• **TEXT DER SEITE**
Wie gut das Führungsteam eines Unternehmens zusammenarbeitet,
stellen wir auf der Evolutionsuhr der Unternehmensentwicklung dar.
Diese Evolutionsuhr zeigt, wie sich Teams durch verschiedene Stadien zu immer leistungsfähigeren Einheiten entwickeln. Dabei unterscheiden wir vier ausgeprägte Stadien der Teamentwicklung, die jeweils von ihren besonderen Randbedingungen, Engpässen und Lösungsoptionen bestimmt sind. Für ein Team ist es wichtig zu erkennen, wo es steht. Je klarer diese Erkenntnis, umso deutlicher das Verständnis für den vorhandenen Engpass und umso schneller kann dieser Engpass (zu Veränderung) beseitigt werden und damit die Entwicklung zum nächsten Stadium umgesetzt werden.

• **ZIEL DER AUFGABE**
Führen Sie den Text zur Evolutionsuhr der Teamentwicklung im Anschluss an seinen letzten Satz weiter.

• **AUSZÜGE AUS DATENSÄTZEN**
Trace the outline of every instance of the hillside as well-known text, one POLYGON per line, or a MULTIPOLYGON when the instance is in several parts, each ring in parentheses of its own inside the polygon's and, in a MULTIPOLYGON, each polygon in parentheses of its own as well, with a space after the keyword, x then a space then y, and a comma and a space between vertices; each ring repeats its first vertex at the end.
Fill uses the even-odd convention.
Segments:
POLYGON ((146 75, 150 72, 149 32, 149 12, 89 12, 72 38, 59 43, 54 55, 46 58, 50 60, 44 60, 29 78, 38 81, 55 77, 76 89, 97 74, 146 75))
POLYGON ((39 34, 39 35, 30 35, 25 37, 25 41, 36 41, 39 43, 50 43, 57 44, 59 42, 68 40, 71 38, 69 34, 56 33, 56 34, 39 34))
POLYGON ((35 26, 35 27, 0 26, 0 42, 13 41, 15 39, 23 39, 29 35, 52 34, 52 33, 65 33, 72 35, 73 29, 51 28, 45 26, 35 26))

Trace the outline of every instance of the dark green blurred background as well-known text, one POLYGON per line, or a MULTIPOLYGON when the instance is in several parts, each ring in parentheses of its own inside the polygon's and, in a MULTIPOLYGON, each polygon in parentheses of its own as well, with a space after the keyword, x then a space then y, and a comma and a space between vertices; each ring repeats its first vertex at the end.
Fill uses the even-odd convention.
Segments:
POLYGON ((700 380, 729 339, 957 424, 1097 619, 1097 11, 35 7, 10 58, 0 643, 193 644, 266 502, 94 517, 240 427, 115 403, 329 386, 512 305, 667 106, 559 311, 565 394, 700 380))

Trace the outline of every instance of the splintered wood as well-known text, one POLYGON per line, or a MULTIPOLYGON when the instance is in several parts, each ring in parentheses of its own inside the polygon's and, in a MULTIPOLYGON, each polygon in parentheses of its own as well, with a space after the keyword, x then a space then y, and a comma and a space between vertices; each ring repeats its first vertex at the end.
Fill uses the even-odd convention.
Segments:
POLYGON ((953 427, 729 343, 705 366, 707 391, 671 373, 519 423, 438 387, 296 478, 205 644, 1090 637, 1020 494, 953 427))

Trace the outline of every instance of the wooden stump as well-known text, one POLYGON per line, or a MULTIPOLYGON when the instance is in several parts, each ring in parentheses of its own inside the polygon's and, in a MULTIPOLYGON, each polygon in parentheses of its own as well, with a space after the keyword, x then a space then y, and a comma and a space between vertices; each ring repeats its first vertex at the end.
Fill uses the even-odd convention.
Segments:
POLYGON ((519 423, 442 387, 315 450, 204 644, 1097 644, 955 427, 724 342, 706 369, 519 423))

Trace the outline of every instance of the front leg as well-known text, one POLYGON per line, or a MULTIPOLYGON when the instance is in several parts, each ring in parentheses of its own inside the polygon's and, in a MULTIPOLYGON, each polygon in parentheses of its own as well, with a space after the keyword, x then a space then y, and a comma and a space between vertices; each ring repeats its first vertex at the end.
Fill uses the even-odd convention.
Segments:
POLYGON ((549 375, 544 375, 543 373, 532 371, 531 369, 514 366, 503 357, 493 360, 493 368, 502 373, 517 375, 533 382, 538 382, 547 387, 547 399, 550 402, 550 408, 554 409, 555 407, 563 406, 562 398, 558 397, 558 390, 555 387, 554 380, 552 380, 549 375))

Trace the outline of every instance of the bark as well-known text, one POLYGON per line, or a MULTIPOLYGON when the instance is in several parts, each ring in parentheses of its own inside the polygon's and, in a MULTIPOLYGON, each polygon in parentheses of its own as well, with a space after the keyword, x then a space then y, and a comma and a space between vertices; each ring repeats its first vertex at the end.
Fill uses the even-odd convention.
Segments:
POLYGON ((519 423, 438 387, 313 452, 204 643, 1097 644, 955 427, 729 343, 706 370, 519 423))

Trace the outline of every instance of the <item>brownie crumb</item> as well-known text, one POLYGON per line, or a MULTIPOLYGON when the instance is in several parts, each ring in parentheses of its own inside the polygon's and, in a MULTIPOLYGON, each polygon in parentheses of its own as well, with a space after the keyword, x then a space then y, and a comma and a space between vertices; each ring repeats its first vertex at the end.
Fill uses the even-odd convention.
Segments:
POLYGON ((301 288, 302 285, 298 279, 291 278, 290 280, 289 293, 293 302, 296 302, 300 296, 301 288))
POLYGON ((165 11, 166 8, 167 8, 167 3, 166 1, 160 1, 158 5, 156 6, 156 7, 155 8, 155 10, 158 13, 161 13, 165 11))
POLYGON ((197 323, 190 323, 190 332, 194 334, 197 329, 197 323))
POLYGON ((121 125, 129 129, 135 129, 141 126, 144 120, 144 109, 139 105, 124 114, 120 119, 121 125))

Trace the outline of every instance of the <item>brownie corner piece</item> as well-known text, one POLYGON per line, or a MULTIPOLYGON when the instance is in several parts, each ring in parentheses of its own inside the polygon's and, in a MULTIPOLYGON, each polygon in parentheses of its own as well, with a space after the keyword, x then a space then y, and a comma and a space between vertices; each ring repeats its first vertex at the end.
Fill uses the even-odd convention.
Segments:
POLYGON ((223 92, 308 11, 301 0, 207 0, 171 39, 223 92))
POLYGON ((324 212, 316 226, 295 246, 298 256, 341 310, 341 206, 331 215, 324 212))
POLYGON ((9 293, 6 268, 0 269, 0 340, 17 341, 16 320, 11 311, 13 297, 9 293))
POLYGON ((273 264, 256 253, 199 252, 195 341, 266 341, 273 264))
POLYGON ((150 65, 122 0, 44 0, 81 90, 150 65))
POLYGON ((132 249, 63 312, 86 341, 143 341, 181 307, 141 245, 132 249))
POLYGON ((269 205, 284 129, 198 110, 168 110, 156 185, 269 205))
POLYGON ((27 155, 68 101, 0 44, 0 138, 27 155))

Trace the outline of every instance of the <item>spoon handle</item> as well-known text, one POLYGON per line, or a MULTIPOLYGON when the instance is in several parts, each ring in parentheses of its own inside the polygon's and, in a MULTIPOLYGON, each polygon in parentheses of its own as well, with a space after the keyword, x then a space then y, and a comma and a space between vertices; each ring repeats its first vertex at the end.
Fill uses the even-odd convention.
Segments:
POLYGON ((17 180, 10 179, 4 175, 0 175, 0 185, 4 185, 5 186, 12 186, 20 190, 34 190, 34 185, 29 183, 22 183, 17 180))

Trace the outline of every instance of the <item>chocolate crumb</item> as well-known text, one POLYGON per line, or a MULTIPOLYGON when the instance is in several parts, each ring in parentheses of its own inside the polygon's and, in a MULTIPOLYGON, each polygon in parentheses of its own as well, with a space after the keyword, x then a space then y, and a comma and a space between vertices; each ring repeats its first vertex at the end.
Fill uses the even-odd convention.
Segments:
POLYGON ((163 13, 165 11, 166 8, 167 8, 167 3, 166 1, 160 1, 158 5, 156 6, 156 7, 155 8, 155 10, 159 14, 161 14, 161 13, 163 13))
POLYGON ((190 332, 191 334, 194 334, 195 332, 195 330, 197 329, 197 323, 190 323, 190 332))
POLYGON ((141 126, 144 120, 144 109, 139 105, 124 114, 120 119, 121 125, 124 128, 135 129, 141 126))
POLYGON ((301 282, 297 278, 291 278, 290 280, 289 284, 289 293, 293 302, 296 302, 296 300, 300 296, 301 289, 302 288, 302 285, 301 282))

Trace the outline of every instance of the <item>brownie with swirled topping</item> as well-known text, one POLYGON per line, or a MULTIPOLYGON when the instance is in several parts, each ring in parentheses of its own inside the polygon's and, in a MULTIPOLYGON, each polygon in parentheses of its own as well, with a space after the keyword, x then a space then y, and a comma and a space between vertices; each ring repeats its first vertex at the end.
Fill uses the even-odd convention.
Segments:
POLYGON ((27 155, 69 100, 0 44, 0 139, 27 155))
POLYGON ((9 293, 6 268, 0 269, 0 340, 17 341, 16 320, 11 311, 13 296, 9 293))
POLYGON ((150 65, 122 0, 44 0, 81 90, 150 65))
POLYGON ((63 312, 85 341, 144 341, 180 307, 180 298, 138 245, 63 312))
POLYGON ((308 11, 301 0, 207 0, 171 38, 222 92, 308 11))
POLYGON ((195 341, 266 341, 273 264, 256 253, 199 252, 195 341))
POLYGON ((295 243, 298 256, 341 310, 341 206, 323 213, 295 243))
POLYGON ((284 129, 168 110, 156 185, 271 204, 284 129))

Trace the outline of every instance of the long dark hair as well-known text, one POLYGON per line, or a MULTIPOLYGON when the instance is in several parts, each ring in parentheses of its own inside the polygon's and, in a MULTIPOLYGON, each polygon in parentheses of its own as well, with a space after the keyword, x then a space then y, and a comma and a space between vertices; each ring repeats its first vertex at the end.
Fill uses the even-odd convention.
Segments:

• **ERGEBNIS DER AUFGABE**
Meist überschätzen sich die Führungsteams, wie oben beschrieben, in ihrer Selbsteinschätzung. In einem Fall (Kunde aus dem Non-Profit Bereich) wich die Selbsteinschätzung des Teams aber besonders weit von der tatsächlichen Situation ab. Das ist deshalb interessant, weil daran auch deutlich wird, worum es bei dieser Art von Teamentwicklung geht. Es geht nämlich nicht darum, wie „gut man sich versteht“. In diesem Team waren alle von derselben Mission inspiriert und die meisten arbeiteten unentgeltlich mit. Das hatte etwas sehr Schönes und Verbindendes und man sah sich im Stadium IV: „Sich selbst entwickelnde Teams“. Konflikte wurden allerdings vermieden. Was in der Abreit mit uns schnell deutlich wurde, war, dass die wenigsten wirklich bereit waren, Verantwortung zu übernehmen. Nach und nach wurde deutlich, dass man in Richtung Stadium II „Direktive Führung“ unterwegs war, der Hauptverantwortliche aber erst erkennen musste, dass für das Funktionieren seines Teams eine Direktive Führung absolut notwendig war, obwohl das nicht besonders gut in die Idee der gleichberechtigten Zusammenarbeit passte.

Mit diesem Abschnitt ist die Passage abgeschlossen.